### Extrait choisi
>>>
Encore souvent méconnu et mal compris le biométhane est un biogaz épuré jusqu’à la qualité de gaz naturel. Energie renouvelable qui s’inscrit dans un cercle vertueux, le biométhane est directement produit à partir de la fermentation de déchets agricoles (lisiers, fumiers, déchets céréaliers, …), de déchets industriels ou organiques (déchets urbains des ménages et des collectivités), de déchets ménagers « classiques » et des boues des stations d’épuration. Après avoir été collectés, triés, brassés, ces déchets organiques connaissent une phase de méthanisation dans un digesteur. Lors de la fermentation, les bactéries se transforment en biogaz et une fois odorisé, épuré et sa pression régulée, ce biogaz est alors valorisé de quatre façons différentes : en chaleur, en cogénération (chaleur + électricité), en l’injectant dans les réseaux de gaz pour une utilisation similaire à celle du gaz naturel (chauffage, eau chaude sanitaire, cuisson, électricité) ou pour servir de carburant. Toutefois rappelait le député François-Michel Lambert (SRC, Bouches-du-Rhône) dans un rapport de 2013 « le procédé de méhanisation est actuellement long, mais des avancées technologiques sont attendues pour en limiter les coûts. Les frais liés à l’extension des canalisations paraissent, en revanche, difficilement compressibles, mais ne représentent en général qu’une proportion limitée des coûts d’investissement d’un projet » (1).
Reste que le fait de collecter et traiter ces déchets organiques qui produisent naturellement du méthane en se dégradant participe ainsi à réduire les gaz à effet de serre. Enfin, le digestat, cet engrais naturel (95 % du volume entré dans la méthanisation) peut être répandu sur les surfaces agricoles et remplacer les engrais chimiques, ce qui permet de préserver la qualité des sols et des nappes phréatiques. En ajoutant une couche de matière végétale en plus, il compense aussi les effets de l’érosion.
<<<
### Données
>>>
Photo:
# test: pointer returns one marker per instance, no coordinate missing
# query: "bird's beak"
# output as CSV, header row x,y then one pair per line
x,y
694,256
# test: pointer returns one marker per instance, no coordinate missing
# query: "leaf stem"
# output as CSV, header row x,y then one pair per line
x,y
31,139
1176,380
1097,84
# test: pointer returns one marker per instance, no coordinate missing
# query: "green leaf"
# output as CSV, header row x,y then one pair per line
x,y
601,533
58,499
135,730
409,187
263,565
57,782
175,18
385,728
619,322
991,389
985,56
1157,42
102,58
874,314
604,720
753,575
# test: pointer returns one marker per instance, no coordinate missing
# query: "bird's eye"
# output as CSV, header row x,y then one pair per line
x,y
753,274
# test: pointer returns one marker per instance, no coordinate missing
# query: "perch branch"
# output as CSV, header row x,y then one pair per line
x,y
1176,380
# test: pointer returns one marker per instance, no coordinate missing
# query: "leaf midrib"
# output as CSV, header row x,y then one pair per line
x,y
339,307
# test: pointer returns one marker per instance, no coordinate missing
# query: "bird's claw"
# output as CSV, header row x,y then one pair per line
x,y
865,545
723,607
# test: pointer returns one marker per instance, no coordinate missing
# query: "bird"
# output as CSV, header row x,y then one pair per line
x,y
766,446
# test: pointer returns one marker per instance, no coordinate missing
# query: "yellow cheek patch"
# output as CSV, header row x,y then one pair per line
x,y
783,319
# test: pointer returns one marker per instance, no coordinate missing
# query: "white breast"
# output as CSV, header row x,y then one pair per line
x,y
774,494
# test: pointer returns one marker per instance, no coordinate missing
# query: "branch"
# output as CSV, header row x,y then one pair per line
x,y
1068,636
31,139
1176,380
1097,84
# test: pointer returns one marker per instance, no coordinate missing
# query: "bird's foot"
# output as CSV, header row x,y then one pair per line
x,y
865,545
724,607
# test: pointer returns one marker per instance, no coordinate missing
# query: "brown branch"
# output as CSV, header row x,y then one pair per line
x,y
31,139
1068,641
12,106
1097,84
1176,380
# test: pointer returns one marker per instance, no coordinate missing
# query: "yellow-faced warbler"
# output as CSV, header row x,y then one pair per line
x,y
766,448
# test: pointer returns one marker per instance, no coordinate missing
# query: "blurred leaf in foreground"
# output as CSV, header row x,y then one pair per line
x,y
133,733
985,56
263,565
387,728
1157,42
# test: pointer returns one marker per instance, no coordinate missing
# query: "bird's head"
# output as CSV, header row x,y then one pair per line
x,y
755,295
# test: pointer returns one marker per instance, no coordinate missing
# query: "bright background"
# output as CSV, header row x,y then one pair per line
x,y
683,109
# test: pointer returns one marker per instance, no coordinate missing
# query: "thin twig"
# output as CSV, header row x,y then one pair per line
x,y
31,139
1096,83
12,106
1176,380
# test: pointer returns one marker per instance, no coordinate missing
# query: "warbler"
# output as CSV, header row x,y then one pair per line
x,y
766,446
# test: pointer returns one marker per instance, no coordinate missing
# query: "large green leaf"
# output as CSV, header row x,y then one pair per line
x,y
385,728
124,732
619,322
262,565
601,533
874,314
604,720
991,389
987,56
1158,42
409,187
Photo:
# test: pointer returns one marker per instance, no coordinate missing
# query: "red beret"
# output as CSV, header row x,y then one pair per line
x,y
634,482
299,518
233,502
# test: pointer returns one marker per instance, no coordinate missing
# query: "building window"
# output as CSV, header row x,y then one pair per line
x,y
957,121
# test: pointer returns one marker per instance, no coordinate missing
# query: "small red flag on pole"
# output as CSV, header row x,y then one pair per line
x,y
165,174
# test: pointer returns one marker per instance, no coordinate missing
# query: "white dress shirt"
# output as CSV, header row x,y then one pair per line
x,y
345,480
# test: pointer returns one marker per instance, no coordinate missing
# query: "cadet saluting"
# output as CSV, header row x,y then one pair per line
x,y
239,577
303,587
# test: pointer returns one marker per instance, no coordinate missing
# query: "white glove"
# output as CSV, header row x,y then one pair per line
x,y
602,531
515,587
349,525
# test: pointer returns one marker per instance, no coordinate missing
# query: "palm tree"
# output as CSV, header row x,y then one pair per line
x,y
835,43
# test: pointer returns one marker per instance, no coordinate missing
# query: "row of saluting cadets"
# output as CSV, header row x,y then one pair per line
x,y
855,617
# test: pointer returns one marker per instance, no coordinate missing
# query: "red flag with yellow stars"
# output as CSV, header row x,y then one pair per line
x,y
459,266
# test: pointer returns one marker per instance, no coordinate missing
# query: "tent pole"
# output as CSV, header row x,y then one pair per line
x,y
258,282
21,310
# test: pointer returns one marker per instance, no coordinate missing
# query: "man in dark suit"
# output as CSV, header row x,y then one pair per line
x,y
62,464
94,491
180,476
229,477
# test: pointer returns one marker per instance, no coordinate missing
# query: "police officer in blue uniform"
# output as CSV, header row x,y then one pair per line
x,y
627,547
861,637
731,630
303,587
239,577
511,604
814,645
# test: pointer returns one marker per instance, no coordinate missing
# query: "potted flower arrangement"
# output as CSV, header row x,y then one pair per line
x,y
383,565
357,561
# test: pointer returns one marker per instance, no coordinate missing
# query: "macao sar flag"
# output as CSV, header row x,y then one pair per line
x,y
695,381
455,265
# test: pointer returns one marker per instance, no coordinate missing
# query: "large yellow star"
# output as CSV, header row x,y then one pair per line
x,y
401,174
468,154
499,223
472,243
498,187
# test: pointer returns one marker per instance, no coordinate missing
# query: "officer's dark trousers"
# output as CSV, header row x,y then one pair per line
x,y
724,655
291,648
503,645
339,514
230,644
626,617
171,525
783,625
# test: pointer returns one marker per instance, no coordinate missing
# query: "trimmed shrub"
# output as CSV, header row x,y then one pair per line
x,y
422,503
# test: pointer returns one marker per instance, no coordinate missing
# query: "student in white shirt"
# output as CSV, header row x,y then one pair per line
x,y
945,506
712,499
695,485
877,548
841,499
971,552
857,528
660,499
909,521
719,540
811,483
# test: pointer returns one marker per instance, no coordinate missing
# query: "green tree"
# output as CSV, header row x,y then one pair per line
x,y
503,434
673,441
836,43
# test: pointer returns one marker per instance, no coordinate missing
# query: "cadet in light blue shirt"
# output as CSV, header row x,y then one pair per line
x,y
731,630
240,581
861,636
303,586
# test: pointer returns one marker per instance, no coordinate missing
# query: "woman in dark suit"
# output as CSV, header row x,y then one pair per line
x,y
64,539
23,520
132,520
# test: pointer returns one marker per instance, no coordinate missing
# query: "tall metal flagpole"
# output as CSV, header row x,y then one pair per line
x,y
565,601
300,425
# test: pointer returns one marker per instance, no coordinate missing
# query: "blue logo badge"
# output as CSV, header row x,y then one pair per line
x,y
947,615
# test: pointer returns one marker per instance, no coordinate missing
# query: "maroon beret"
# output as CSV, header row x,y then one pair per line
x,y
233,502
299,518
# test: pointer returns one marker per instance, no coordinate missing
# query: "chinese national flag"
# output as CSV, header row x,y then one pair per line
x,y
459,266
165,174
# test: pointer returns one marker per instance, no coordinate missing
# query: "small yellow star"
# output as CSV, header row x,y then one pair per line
<<<
### Tâches à réaliser
(a) Dans l'extrait sur le biométhane, quelle part du volume entré dans la méthanisation le digestat représente-t-il ?
(b) Prolongez l'extrait sur le biométhane en poursuivant après sa dernière phrase.
Les items constituent un matériau distinct de l'extrait sur le biométhane.

### Réponses par tâche
(a) Le digestat représente 95 % du volume entré dans la méthanisation.

(b)
Les atouts du biométhane
Pour ses partisans, le biométhane n’a donc que des avantages. Ce gaz vert, affirment-ils, participera aussi à l’objectif de 23 % de la part d’énergies renouvelables dans la consommation totale d’énergie que s’est fixée la France à l’horizon 2020. Même si aujourd’hui, le biométhane ne représente que 1 % de la consommation de gaz en France, la loi de transition énergétique votée à l’été 2015 vise 10 % de biométhane injecté dans le réseau de gaz à l’horizon 2030. A cette même date, l’ADEME estime le potentiel annuel de biométhane entre 12 et 30 TWh. En tant que carburant, le biométhane pourrait aussi bénéficier de l’essor du GNV, carburant présentant de vrais atouts dans la lutte contre la pollution aux particules fines (-100 %) et les émissions de monoxyde de carbone (-80 % et -10 %) par rapport aux véhicules essence et diesel tout en assurant une autonomie de plusieurs centaines de kilomètres. Sans compter les évolutions technologiques attendues dans les prochaines années avec un biométhane 2G produit à partir de biomasse solide par gazéification, aujourd’hui au stade de projet mais qui pourrait représenter 35 % du gaz consommé en 2050. Pour l’ADEME, le biométhane carburant est « la valorisation la plus vertueuse du biogaz ».Selon GRDF, le gaz pourrait représenter 14 % de l’énergie consommée dans les transports en 2030.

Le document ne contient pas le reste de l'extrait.